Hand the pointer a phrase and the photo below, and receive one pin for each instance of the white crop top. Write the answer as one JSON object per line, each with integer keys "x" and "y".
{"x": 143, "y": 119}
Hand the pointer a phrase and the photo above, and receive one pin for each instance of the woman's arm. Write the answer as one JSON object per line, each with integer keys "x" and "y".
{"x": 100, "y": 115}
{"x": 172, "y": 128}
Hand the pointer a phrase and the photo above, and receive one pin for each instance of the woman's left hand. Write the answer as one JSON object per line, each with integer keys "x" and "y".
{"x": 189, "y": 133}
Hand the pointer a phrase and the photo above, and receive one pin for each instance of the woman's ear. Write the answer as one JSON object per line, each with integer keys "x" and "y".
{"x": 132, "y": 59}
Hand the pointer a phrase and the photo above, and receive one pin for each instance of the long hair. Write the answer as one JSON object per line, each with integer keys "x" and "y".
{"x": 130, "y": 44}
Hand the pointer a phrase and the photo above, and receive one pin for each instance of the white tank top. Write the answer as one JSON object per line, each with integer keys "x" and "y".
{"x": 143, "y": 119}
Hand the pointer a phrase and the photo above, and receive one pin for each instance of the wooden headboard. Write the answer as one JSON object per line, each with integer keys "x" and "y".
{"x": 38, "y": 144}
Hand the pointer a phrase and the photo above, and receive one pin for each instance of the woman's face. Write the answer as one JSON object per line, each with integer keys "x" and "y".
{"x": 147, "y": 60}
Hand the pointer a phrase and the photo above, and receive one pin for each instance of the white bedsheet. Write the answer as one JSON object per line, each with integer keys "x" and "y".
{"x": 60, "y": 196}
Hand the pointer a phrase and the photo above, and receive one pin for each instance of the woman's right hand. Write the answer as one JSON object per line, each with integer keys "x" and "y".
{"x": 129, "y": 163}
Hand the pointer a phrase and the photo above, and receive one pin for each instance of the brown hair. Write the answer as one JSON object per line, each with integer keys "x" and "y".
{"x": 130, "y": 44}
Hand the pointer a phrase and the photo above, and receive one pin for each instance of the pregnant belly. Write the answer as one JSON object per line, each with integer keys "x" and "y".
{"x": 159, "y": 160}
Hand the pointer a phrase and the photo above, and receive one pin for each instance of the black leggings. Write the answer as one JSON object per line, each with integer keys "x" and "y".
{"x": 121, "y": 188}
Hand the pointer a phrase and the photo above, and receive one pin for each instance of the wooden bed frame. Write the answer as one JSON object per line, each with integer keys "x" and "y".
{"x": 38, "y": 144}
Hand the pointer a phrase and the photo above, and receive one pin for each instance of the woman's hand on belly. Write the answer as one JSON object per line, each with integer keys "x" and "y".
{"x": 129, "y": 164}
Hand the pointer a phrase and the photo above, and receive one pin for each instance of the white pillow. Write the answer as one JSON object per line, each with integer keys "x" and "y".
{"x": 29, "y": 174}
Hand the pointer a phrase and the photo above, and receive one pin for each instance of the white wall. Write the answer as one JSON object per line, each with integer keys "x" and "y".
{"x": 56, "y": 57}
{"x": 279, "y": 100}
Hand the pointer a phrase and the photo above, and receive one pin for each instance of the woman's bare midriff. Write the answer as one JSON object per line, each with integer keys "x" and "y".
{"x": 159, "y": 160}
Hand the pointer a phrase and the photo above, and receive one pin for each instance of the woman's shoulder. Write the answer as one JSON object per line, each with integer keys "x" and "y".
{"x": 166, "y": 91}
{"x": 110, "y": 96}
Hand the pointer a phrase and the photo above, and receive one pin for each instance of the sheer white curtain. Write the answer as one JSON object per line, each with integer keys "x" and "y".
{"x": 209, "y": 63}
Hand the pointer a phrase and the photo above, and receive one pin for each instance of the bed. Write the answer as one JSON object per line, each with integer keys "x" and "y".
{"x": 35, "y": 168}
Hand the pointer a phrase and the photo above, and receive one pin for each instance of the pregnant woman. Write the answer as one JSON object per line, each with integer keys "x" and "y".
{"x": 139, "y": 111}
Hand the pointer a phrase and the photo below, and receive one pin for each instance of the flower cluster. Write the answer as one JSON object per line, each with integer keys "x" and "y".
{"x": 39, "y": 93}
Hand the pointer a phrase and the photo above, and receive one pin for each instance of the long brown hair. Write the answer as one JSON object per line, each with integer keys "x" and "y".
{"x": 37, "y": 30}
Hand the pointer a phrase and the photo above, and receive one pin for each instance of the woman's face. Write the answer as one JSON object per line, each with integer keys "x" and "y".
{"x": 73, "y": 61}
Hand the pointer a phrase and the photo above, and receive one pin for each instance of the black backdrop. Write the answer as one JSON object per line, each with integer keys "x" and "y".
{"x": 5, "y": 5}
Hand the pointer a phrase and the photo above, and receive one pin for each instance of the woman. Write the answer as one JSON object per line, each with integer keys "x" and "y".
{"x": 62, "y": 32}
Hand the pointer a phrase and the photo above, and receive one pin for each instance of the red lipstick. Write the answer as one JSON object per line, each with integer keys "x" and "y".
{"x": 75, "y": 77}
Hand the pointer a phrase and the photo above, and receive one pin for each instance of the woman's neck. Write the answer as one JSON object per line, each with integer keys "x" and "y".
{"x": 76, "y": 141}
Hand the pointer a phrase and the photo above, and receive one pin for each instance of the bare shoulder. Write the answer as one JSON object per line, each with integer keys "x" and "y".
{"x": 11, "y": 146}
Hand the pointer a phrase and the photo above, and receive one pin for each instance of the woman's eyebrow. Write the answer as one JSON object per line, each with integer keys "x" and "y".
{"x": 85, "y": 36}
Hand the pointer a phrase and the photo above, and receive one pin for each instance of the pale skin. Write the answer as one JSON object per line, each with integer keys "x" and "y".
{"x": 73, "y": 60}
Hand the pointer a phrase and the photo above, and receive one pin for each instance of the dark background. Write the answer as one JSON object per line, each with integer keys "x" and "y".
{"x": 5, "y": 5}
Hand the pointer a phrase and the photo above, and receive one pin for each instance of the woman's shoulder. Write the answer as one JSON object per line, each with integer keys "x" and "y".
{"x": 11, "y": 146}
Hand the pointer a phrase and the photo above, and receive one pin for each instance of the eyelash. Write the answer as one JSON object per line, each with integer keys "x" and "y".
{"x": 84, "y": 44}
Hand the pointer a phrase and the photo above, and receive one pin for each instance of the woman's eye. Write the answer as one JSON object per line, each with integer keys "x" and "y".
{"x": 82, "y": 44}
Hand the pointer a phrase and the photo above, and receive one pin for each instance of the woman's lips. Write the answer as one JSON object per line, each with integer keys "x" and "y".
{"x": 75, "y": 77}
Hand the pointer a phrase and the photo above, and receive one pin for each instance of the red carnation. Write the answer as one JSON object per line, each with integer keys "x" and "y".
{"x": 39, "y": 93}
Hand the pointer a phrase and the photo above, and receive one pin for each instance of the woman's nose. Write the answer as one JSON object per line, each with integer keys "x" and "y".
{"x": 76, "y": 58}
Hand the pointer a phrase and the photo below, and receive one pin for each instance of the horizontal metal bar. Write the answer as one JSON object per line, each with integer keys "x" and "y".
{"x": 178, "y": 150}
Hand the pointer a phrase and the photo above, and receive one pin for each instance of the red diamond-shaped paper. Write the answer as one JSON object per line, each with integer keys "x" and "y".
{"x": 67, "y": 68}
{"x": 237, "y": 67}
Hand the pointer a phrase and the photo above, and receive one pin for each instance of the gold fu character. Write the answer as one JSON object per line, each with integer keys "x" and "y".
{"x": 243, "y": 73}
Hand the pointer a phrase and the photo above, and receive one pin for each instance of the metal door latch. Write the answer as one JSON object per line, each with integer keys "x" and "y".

####################

**What you should do:** Reproduce the complete set of lines precisely as supplied.

**Answer to this exercise:**
Hand the pointer a phrase and the photo below, and receive one pin for each instance of the white crop top. Write the answer as one JSON object per line, each with integer keys "x" and "y".
{"x": 143, "y": 119}
Hand the pointer a phrase and the photo above, and receive one pin for each instance of the woman's arm. Write the answer as one JSON object per line, each with integer keys "x" and "y".
{"x": 100, "y": 115}
{"x": 172, "y": 128}
Hand the pointer a phrase and the photo above, and receive one pin for each instance of the woman's left hand. Write the answer as one JSON object per line, each with integer keys "x" and "y".
{"x": 189, "y": 133}
Hand the pointer a phrase and the photo above, and receive one pin for each instance of the woman's ear. Write the answer as one JSON object per line, each with integer keys "x" and "y".
{"x": 132, "y": 59}
Hand the pointer a phrase and the photo above, and receive one pin for each instance of the long hair. Write the answer as one JSON object per line, each with integer keys "x" and "y".
{"x": 130, "y": 44}
Hand the pointer a phrase and the photo above, and receive one pin for each instance of the white tank top. Write the answer as one JSON object per line, each with integer keys "x" and "y".
{"x": 143, "y": 119}
Hand the pointer a phrase and the photo above, and receive one pin for each instance of the wooden headboard. Write the answer as one JSON object per line, each with integer keys "x" and "y".
{"x": 38, "y": 144}
Hand the pointer a phrase and the photo above, and receive one pin for each instance of the woman's face. Write the answer as one JSON object per line, each with integer keys "x" and "y".
{"x": 147, "y": 60}
Hand the pointer a phrase and the photo above, and receive one pin for each instance of the white bedsheet. Write the answer as one JSON object per line, each with integer keys "x" and "y".
{"x": 60, "y": 196}
Hand the pointer a phrase and the photo above, and receive one pin for each instance of the woman's right hand. Write the answer as one JSON object per line, each with integer keys "x" and "y".
{"x": 129, "y": 163}
Hand the pointer a phrase and the photo above, and receive one pin for each instance of the brown hair. Write the answer as one JSON object per line, each with integer keys "x" and "y".
{"x": 130, "y": 44}
Hand the pointer a phrase and the photo above, and receive one pin for each instance of the pregnant belly. Write the answer as one JSON object per line, each with integer keys "x" and "y".
{"x": 159, "y": 160}
Hand the pointer a phrase and the photo above, and receive one pin for each instance of the black leggings. Write the answer as one JSON object per line, each with integer keys "x" and "y".
{"x": 121, "y": 188}
Hand the pointer a phrase and the photo above, and receive one pin for each instance of the wooden bed frame. Write the answer as one JSON object per line, each with integer keys "x" and "y".
{"x": 38, "y": 144}
Hand the pointer a phrase and the photo above, and receive one pin for each instance of the woman's hand on belly. Write the answer as one JSON object per line, each with integer keys "x" and "y".
{"x": 129, "y": 164}
Hand the pointer a phrase and the photo above, and receive one pin for each instance of the white pillow. Write the answer as one JSON object per line, each with integer keys "x" and "y".
{"x": 29, "y": 174}
Hand the pointer a phrase and the photo above, and receive one pin for each instance of the white wall. Write the answer as one JSON object per line, each with integer keys "x" and "y".
{"x": 56, "y": 57}
{"x": 279, "y": 100}
Hand the pointer a phrase and the photo above, and receive one pin for each instance of the woman's bare midriff. Write the answer as one JSON object per line, each with integer keys "x" and "y".
{"x": 159, "y": 160}
Hand the pointer a phrase and the photo above, and receive one pin for each instance of the woman's shoulder. Write the answer as one JSON object per line, each with integer keys "x" and "y".
{"x": 166, "y": 91}
{"x": 110, "y": 96}
Hand the pointer a phrase and the photo above, and receive one pin for each instance of the sheer white curtain. Write the answer as one JSON object per line, each with integer keys "x" and "y".
{"x": 209, "y": 63}
Hand the pointer a phrase and the photo above, and receive one pin for each instance of the bed. Write the answer as one JSON object per line, each with integer keys "x" and "y".
{"x": 35, "y": 168}
Hand the pointer a phrase and the photo above, and receive one pin for each instance of the pregnant woman. Write the answer as one JSON object per line, each with integer keys "x" and "y".
{"x": 139, "y": 111}
Hand the pointer a phrase and the photo below, and receive one pin for each instance of the flower cluster. Write the answer as one JSON object per line, each with integer keys "x" and "y".
{"x": 39, "y": 93}
Hand the pointer a phrase and the photo above, and receive one pin for each instance of the long brown hair. Write the answer as one JSON object per line, each with integer keys "x" and "y".
{"x": 37, "y": 30}
Hand the pointer a phrase and the photo above, and receive one pin for each instance of the woman's face. Write the answer as one JSON object per line, each with integer keys "x" and "y".
{"x": 73, "y": 61}
Hand the pointer a phrase and the photo above, and receive one pin for each instance of the black backdrop. Write the answer as one JSON object per line, each with integer keys "x" and "y".
{"x": 5, "y": 5}
Hand the pointer a phrase and the photo above, and receive one pin for each instance of the woman. Write the answer as one JSON object per line, each with integer keys "x" and "y".
{"x": 62, "y": 32}
Hand the pointer a phrase and the photo above, and receive one pin for each instance of the red lipstick. Write the answer as one JSON object per line, each with integer keys "x" and "y".
{"x": 75, "y": 77}
Hand the pointer a phrase and the photo above, and receive one pin for each instance of the woman's neck. Write the answer as one JSON object per line, each with integer keys "x" and "y".
{"x": 76, "y": 141}
Hand the pointer a phrase and the photo above, and receive one pin for each instance of the bare shoulder. Write the answer as one JSON object per line, each with integer keys "x" and "y".
{"x": 11, "y": 146}
Hand the pointer a phrase and the photo above, and receive one pin for each instance of the woman's eyebrow. Write the answer as one JSON object per line, each with integer keys "x" and "y".
{"x": 85, "y": 36}
Hand the pointer a phrase and the photo above, and receive one pin for each instance of the pale skin. Write the answer as one JSON object per line, each with integer keys "x" and "y".
{"x": 73, "y": 60}
Hand the pointer a phrase and the photo above, and receive one pin for each instance of the dark background. Write the answer as one JSON object per line, each with integer keys "x" and "y".
{"x": 5, "y": 5}
Hand the pointer a phrase and the photo above, and receive one pin for each instance of the woman's shoulder. Write the answer as one JSON object per line, each with integer keys "x" and "y".
{"x": 11, "y": 146}
Hand the pointer a phrase and the photo above, and receive one pin for each instance of the eyelash. Write the answer as one JSON object per line, each with integer keys "x" and "y".
{"x": 84, "y": 44}
Hand the pointer a phrase and the photo above, and receive one pin for each instance of the woman's eye. Write the answer as one JSON object per line, each with integer keys "x" and "y".
{"x": 82, "y": 44}
Hand the pointer a phrase and the photo above, and receive one pin for each instance of the woman's lips. Write the answer as one JSON object per line, each with integer keys "x" and "y".
{"x": 75, "y": 77}
Hand the pointer a phrase and the photo above, and receive one pin for each instance of the red carnation. Write the answer as one JSON object per line, each with integer keys "x" and "y".
{"x": 39, "y": 93}
Hand the pointer a phrase and the photo above, and receive one pin for each instance of the woman's nose. Write the answer as one JSON object per line, each with integer keys "x" and "y".
{"x": 76, "y": 58}
Hand the pointer a phrase and the photo below, and receive one pin for each instance of the horizontal metal bar. Write the answer as one JSON object per line, each with integer keys "x" and "y".
{"x": 178, "y": 150}
Hand the pointer a phrase and the photo above, and receive one pin for each instance of the red diamond-shaped paper. Write the answer as one JSON object per line, each with integer keys "x" and "y".
{"x": 67, "y": 68}
{"x": 237, "y": 67}
Hand the pointer a phrase and the photo above, and receive one pin for each instance of the gold fu character. Write the answer as one JSON object per line, each with integer keys "x" and "y".
{"x": 243, "y": 73}
Hand the pointer a phrase and the photo above, and receive one pin for each instance of the metal door latch. Write the answer as one JSON object per line, each with integer keys "x" and "y".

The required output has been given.